# Exercise text

Start of Block

NOSM Hosts Pathways to Well-Being Workshop in Thunder Bay

Gathering Addresses Youth Suicide in Northern and Indigenous Communities

On Wednesday, June 28, the Northern Ontario School of Medicine (NOSM) hosted a one-day workshop titled Pathways to Well-Being to address the high rates of youth suicide in Northern and Indigenous communities. The event, held in Thunder Bay, brought together 90 participants, including Indigenous Elders, youth, leadership, community members, and community-based health-care providers, to develop an action plan to create a future in Indigenous communities without suicide.
The one-day workshop comes from a recommendation made during NOSM’s Indigenous Research Gathering in Sault Ste. Marie in June 2016—shortly after a state of emergency was declared in Attawapiskat. “It was noted during the Indigenous Research Gathering that there were not many youth in attendance at the Gathering in Sault Ste. Marie,” says NOSM Dean, Dr. Roger Strasser. “It was also observed that Indigenous youth suicide was too common in their communities. Those observations led to today’s Pathways to Well-Being workshop.”
After hearing about death prevention and life promotion from Dr. Ed Connors, an Indigenous psychologist and leader in his field, participants discussed in small groups topics such as Traditional Ways, meaningful conversations, the role of communities, and the role of health-care providers. One of the key outcomes of the Pathways to Well-Being workshop is a commitment to develop a multi-year plan, led by a Steering Committee with representation from across the Northern Ontario.

End of Block

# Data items
Start of Block

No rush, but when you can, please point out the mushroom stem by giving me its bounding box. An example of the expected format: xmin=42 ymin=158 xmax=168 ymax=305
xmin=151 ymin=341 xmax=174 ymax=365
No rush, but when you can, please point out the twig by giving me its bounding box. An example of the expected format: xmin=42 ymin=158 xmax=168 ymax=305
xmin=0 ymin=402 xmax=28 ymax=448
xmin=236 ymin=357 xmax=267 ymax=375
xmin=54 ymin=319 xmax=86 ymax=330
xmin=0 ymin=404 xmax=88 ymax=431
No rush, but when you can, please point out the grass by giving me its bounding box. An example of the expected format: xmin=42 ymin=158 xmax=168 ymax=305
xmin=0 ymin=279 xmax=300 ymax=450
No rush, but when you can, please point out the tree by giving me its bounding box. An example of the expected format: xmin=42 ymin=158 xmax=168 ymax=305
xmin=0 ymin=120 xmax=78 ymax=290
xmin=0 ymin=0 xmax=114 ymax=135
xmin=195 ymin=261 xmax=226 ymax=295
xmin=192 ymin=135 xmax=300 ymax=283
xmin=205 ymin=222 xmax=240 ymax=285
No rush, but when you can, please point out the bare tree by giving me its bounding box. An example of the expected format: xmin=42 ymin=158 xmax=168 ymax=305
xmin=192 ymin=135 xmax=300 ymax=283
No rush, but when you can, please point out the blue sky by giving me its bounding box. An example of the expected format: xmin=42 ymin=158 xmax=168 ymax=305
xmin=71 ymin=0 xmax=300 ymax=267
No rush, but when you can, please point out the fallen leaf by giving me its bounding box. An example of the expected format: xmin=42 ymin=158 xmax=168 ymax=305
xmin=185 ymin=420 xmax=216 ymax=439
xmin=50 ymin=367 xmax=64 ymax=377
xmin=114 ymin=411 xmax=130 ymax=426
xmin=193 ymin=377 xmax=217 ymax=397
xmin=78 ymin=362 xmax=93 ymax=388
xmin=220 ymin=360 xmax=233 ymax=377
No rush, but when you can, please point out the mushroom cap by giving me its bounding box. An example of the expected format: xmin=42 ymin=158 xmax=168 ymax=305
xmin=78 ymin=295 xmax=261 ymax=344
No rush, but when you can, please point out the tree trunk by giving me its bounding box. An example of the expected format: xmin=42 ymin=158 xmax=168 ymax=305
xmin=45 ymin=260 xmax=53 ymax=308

End of Block
Start of Block

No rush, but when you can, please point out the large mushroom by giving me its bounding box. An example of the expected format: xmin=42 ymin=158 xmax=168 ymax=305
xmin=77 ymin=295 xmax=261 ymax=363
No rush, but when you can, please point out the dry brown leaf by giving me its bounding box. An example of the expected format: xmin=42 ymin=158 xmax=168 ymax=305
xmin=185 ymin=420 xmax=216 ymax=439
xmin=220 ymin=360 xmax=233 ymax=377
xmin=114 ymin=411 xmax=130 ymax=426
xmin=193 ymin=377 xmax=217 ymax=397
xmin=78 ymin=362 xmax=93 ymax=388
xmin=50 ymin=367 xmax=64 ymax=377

End of Block

# Exercise requirements
a - According to the NOSM workshop article, who spoke to participants about death prevention and life promotion before the small-group discussions?
b - Continue the NOSM workshop article from its final sentence.

# Answers for this exercise
a - Dr. Ed Connors, an Indigenous psychologist and leader in his field.

b -
“As a medical school with an explicit mandate to be accountable to the peoples we serve, we continually seek the guidance of our Indigenous partners to ensure activities are directed towards the priority health concerns of Northern Ontarians,” says Strasser. “We hope the work started here today will support Indigenous communities in creating a future where youth thrive and envision exciting opportunities for themselves throughout their lives.”
The Honourable Jane Philpott, Minister of Health, and the Honourable Patty Hajdu, Minster of Employment, Workforce Development and Labour and MP, Thunder Bay-Superior North, spoke to Pathways to Well-Being participants. Philpott spoke to the federal government’s commitment to addressing the shortage of Indigenous health professionals in Canada and announced the Canadian Institutes of Health Research (CIHR) are investing $8 million to form a cross-country mentorship network for First Nations, Inuit, and Métis peoples considering a career in health research.

Photo caption (left to right): Ms. Valerie Ooshag; Chief Arlene Slipperjack; Mr. Jason Smallboy, Nishnawbe Aski Nation (NAN) Deputy Grand Chief; Dr. Charles Branch, Co-Chair, NOSM Indigenous Reference Group; Hon. Jane Philpott, Minister of Health; Dr. Roger Strasser, NOSM Dean; Hon. Patty Hajdu, Minster of Employment, Workforce Development and Labour and MP, Thunder Bay-Superior North; and, Mr. Don Rusnak, MP, Thunder Bay-Rainy River.

View photo.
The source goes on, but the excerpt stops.